Je ne suis pas homme de théâtre. Et je n’ai pas plus de droit sur la lecture que n’importe quel autre lecteur, puisque l’oeuvre n’est jamais réductible à l‘intention qui prétend la fonder. Cela dit, il y a dans ce petit livre une proposition simple mais universelle : l’oppression contre la naissance à soi-même, la violence symbolique exercée par des formes de pouvoir, ici, la tradition et l’ordre. Et cette oppression s’exerce fortement sur les femmes et le corps féminin. Et face à l’oppression, la révolte qui ne sait pas son nom, la rupture qui rend méconnaissable. Aux autres. A soi-même. En allant vers un autre soi-même. Il me semble que l’adaptation proposée par Pascale Henry rend au mieux cette proposition du livre et parvient justement à donner corps à ce qui n’était que voix. La Thérèse-enfant restitue l’ancienneté de la révolte tue. Je confesse que le texte de l’adaptation et la proposition générale me plaisent. Il y a eu d’autres propositions d’adaptation de Thérèse. Il me semblait que ces propositions étaient plus un accompagnement du livre par la voix que du théâtre. La Thérèse de Pascale Henry me semble avoir tous les éléments, sans pour autant travestir le roman, pour faire une oeuvre théâtrale.

DÉTAIL DE LA TÂCHE
Recopiez mot pour mot l'intégralité de l'extrait consacré à l'adaptation théâtrale de Thérèse. Les lignes qui suivent proviennent d'une autre source.

LIGNES ENREGISTRÉES
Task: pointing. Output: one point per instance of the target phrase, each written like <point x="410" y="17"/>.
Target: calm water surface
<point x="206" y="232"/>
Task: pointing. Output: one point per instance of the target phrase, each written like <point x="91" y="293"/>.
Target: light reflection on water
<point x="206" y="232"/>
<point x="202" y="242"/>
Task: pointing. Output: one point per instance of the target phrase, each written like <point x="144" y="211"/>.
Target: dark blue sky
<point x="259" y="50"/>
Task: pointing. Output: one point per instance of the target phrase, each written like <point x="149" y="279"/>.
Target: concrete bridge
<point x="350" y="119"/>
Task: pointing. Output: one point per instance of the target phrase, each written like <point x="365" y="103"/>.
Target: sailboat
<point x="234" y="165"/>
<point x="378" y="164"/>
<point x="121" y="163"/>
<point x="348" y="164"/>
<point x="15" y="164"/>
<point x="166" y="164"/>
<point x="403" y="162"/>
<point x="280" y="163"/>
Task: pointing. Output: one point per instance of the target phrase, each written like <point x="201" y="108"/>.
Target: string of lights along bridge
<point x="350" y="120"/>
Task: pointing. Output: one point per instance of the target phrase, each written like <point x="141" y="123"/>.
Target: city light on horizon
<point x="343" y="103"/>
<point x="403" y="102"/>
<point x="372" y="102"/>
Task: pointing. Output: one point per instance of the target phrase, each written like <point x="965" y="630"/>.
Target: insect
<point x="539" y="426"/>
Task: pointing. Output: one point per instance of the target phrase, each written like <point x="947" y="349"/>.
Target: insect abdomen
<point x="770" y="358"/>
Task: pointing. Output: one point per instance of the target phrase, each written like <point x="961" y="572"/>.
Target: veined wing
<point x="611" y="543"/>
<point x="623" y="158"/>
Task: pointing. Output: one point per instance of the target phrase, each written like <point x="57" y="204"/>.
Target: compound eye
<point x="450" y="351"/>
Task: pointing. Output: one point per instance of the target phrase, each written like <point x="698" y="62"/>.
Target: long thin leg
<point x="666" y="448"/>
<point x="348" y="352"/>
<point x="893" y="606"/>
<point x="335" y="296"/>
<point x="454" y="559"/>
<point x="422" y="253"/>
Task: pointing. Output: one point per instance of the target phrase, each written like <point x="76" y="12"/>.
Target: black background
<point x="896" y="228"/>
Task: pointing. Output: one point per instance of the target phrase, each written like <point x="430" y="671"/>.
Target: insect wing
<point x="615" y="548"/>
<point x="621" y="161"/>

RÉPONSE RÉDIGÉE
Je ne suis pas homme de théâtre. Et je n’ai pas plus de droit sur la lecture que n’importe quel autre lecteur, puisque l’oeuvre n’est jamais réductible à l‘intention qui prétend la fonder. Cela dit, il y a dans ce petit livre une proposition simple mais universelle : l’oppression contre la naissance à soi-même, la violence symbolique exercée par des formes de pouvoir, ici, la tradition et l’ordre. Et cette oppression s’exerce fortement sur les femmes et le corps féminin. Et face à l’oppression, la révolte qui ne sait pas son nom, la rupture qui rend méconnaissable. Aux autres. A soi-même. En allant vers un autre soi-même. Il me semble que l’adaptation proposée par Pascale Henry rend au mieux cette proposition du livre et parvient justement à donner corps à ce qui n’était que voix. La Thérèse-enfant restitue l’ancienneté de la révolte tue. Je confesse que le texte de l’adaptation et la proposition générale me plaisent. Il y a eu d’autres propositions d’adaptation de Thérèse. Il me semblait que ces propositions étaient plus un accompagnement du livre par la voix que du théâtre. La Thérèse de Pascale Henry me semble avoir tous les éléments, sans pour autant travestir le roman, pour faire une oeuvre théâtrale.